Referring expression data:
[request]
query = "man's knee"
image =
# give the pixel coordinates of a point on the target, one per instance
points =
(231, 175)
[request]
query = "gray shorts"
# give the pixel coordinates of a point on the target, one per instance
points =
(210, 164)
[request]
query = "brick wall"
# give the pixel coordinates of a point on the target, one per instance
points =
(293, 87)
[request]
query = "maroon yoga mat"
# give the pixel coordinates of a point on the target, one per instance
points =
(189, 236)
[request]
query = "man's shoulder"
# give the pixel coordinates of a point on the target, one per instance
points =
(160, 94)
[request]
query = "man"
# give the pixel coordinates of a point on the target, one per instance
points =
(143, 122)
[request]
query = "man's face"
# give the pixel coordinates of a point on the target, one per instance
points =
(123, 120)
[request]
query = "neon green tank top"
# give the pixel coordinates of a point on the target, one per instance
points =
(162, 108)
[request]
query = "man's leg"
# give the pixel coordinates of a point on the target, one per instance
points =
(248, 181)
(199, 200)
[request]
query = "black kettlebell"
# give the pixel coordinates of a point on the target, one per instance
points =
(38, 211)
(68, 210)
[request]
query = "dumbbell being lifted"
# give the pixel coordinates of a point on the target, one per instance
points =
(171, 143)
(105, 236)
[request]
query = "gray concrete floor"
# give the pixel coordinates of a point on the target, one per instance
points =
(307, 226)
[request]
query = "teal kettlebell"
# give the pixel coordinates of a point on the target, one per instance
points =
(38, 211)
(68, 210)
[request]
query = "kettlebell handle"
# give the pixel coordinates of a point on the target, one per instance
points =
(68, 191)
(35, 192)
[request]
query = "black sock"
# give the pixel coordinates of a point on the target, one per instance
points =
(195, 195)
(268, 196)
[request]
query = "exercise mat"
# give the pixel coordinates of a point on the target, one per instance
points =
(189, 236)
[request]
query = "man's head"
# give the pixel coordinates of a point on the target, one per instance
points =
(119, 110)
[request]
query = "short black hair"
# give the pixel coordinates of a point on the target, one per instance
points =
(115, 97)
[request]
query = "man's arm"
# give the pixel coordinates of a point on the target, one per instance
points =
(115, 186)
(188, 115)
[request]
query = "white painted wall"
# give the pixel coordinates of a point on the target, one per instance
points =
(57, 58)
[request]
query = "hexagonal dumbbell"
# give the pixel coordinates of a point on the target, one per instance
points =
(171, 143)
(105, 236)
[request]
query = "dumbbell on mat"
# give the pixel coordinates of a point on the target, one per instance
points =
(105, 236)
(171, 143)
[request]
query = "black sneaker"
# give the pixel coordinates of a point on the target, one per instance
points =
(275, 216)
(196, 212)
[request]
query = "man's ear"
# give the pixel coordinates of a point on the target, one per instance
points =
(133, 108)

==

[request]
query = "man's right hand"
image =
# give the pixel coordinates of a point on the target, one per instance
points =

▶ [What to produce]: Determine how many lines of the entries hold "black", and reply with that number only.

▶ [Response box]: 4